» Problems to solve
**1)** Summarize the blog post in two sentences.
**2)** Reproduce the blog post word for word, from "While I was" to "am not sure.".

» Excerpt to read
Saturday, July 5, 2008

Between Tiger Meat and Inhaler

While I was doing my morning ward work one day, I overheard a visitor talking to the patient's mother:

" I think tiger meat is good for asthma. That what I heard from my friend."

" Yeah? But tiger meat is hard to get. You have to look hard for it, and I heard it is pricey too."

" Otherwise, my grandparents used to serve me crocodile meat when I had asthmatic during childhood. It does cure my asthma. Until now, I never had any attack."

Common cultural practice and medicine is inseparable. As a doctor, you can't stop the patient from practicing what they believe. You can only suggest, but you can't decide for them. Tiger meat, crocodile meat, squirrel meat, termites and even the human placenta are still being use as a treatment modality for bronchial asthma. Do they have a role? Certainly. Do they have efficacy? I am not sure.

Generally, the traditional medicines are cultural bound, passed on from generations to generations and believed to be effective in a way. They are not clinically tested to show their efficacy. The rarer the item, the more therapeutic it become. When does the traditional and modern medicine cross their path? Generally none. We can't force people to take our advice. We can treat a person unless the person want us to treat them. If they take only tiger meat for asthma and be cured of asthma, good for them. It they come in with asthma attack and request for treatment, we will still accepts them the same way.

Everyone has their choice, this I have to constantly remind myself, so not to impose my own value on them.

Wednesday, July 2, 2008

Doctor, how is my daughter?

"Doctor, how is my father/mother/brother/son/daughter/neighbour's uncle's friends?"

» Raw data
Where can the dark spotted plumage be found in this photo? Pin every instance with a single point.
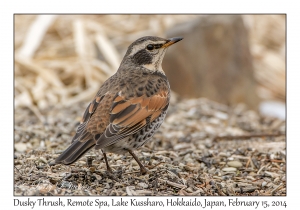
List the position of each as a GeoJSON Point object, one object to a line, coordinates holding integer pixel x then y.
{"type": "Point", "coordinates": [129, 107]}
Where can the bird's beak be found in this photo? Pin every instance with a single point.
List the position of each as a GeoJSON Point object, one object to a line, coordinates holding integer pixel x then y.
{"type": "Point", "coordinates": [172, 41]}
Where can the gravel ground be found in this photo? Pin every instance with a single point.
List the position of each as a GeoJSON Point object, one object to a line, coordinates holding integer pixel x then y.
{"type": "Point", "coordinates": [202, 148]}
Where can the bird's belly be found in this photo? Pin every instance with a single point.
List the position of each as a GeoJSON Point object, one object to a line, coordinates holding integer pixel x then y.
{"type": "Point", "coordinates": [138, 139]}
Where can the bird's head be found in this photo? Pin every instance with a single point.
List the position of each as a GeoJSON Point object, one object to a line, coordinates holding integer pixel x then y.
{"type": "Point", "coordinates": [149, 51]}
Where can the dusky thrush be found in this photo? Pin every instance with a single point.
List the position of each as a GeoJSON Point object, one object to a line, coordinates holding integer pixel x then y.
{"type": "Point", "coordinates": [129, 107]}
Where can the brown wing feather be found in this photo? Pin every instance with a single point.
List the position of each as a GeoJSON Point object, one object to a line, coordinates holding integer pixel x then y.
{"type": "Point", "coordinates": [127, 119]}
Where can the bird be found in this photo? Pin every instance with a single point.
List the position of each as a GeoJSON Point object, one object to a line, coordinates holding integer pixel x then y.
{"type": "Point", "coordinates": [129, 107]}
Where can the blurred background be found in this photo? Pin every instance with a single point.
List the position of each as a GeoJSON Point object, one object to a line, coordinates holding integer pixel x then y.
{"type": "Point", "coordinates": [62, 60]}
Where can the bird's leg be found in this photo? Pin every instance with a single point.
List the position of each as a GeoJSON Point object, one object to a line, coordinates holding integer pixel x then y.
{"type": "Point", "coordinates": [143, 169]}
{"type": "Point", "coordinates": [107, 166]}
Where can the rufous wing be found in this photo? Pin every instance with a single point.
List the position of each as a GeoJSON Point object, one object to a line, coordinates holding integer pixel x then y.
{"type": "Point", "coordinates": [129, 116]}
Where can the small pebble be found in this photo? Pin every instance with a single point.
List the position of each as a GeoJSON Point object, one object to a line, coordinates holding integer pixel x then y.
{"type": "Point", "coordinates": [235, 164]}
{"type": "Point", "coordinates": [229, 169]}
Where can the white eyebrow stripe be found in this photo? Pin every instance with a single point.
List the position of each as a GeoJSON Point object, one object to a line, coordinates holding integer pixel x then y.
{"type": "Point", "coordinates": [137, 48]}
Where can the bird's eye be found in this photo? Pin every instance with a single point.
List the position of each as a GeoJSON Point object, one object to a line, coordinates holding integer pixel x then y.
{"type": "Point", "coordinates": [150, 47]}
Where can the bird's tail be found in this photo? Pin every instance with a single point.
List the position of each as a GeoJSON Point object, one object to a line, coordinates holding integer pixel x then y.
{"type": "Point", "coordinates": [74, 152]}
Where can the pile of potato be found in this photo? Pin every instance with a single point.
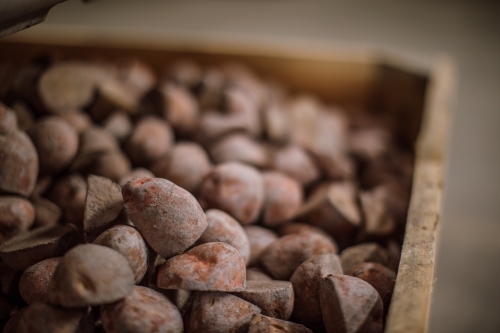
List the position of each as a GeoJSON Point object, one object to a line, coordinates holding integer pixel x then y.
{"type": "Point", "coordinates": [192, 199]}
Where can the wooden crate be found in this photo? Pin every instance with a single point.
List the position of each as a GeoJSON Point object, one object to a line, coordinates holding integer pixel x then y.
{"type": "Point", "coordinates": [417, 98]}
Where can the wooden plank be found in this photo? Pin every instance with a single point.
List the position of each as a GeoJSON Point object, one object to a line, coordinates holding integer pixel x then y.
{"type": "Point", "coordinates": [409, 311]}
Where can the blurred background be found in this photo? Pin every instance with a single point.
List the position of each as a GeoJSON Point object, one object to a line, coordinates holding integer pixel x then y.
{"type": "Point", "coordinates": [466, 295]}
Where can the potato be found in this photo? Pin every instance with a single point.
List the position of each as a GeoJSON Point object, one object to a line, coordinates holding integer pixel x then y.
{"type": "Point", "coordinates": [212, 266]}
{"type": "Point", "coordinates": [264, 324]}
{"type": "Point", "coordinates": [217, 312]}
{"type": "Point", "coordinates": [259, 239]}
{"type": "Point", "coordinates": [274, 298]}
{"type": "Point", "coordinates": [223, 228]}
{"type": "Point", "coordinates": [56, 143]}
{"type": "Point", "coordinates": [364, 252]}
{"type": "Point", "coordinates": [38, 244]}
{"type": "Point", "coordinates": [186, 165]}
{"type": "Point", "coordinates": [349, 304]}
{"type": "Point", "coordinates": [90, 275]}
{"type": "Point", "coordinates": [19, 161]}
{"type": "Point", "coordinates": [34, 282]}
{"type": "Point", "coordinates": [172, 229]}
{"type": "Point", "coordinates": [128, 242]}
{"type": "Point", "coordinates": [282, 257]}
{"type": "Point", "coordinates": [283, 198]}
{"type": "Point", "coordinates": [306, 281]}
{"type": "Point", "coordinates": [144, 310]}
{"type": "Point", "coordinates": [235, 188]}
{"type": "Point", "coordinates": [16, 216]}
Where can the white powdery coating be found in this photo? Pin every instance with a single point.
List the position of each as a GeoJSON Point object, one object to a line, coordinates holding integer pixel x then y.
{"type": "Point", "coordinates": [223, 228]}
{"type": "Point", "coordinates": [144, 310]}
{"type": "Point", "coordinates": [167, 216]}
{"type": "Point", "coordinates": [128, 242]}
{"type": "Point", "coordinates": [212, 266]}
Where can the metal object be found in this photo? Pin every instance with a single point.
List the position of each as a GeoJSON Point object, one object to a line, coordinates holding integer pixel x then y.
{"type": "Point", "coordinates": [17, 15]}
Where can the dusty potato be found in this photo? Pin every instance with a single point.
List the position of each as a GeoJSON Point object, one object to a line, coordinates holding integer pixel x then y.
{"type": "Point", "coordinates": [264, 324]}
{"type": "Point", "coordinates": [90, 275]}
{"type": "Point", "coordinates": [46, 212]}
{"type": "Point", "coordinates": [283, 256]}
{"type": "Point", "coordinates": [16, 216]}
{"type": "Point", "coordinates": [41, 243]}
{"type": "Point", "coordinates": [235, 188]}
{"type": "Point", "coordinates": [34, 282]}
{"type": "Point", "coordinates": [42, 318]}
{"type": "Point", "coordinates": [257, 274]}
{"type": "Point", "coordinates": [211, 266]}
{"type": "Point", "coordinates": [103, 204]}
{"type": "Point", "coordinates": [217, 312]}
{"type": "Point", "coordinates": [274, 298]}
{"type": "Point", "coordinates": [365, 252]}
{"type": "Point", "coordinates": [223, 228]}
{"type": "Point", "coordinates": [69, 192]}
{"type": "Point", "coordinates": [349, 304]}
{"type": "Point", "coordinates": [380, 277]}
{"type": "Point", "coordinates": [239, 147]}
{"type": "Point", "coordinates": [151, 139]}
{"type": "Point", "coordinates": [19, 161]}
{"type": "Point", "coordinates": [306, 281]}
{"type": "Point", "coordinates": [128, 242]}
{"type": "Point", "coordinates": [259, 238]}
{"type": "Point", "coordinates": [172, 229]}
{"type": "Point", "coordinates": [186, 165]}
{"type": "Point", "coordinates": [143, 310]}
{"type": "Point", "coordinates": [283, 198]}
{"type": "Point", "coordinates": [56, 143]}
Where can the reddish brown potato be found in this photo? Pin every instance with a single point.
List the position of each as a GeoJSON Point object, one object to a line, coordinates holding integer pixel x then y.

» Responses to the tasks
**1)** While doing morning ward work, the writer overheard a visitor and a patient's mother saying that tiger meat and crocodile meat are good for asthma. The writer notes that such traditional medicines are culturally bound and not clinically tested, and that a doctor can only suggest, not decide, because everyone has their choice.

**2)**
While I was doing my morning ward work one day, I overheard a visitor talking to the patient's mother:

" I think tiger meat is good for asthma. That what I heard from my friend."

" Yeah? But tiger meat is hard to get. You have to look hard for it, and I heard it is pricey too."

" Otherwise, my grandparents used to serve me crocodile meat when I had asthmatic during childhood. It does cure my asthma. Until now, I never had any attack."

Common cultural practice and medicine is inseparable. As a doctor, you can't stop the patient from practicing what they believe. You can only suggest, but you can't decide for them. Tiger meat, crocodile meat, squirrel meat, termites and even the human placenta are still being use as a treatment modality for bronchial asthma. Do they have a role? Certainly. Do they have efficacy? I am not sure.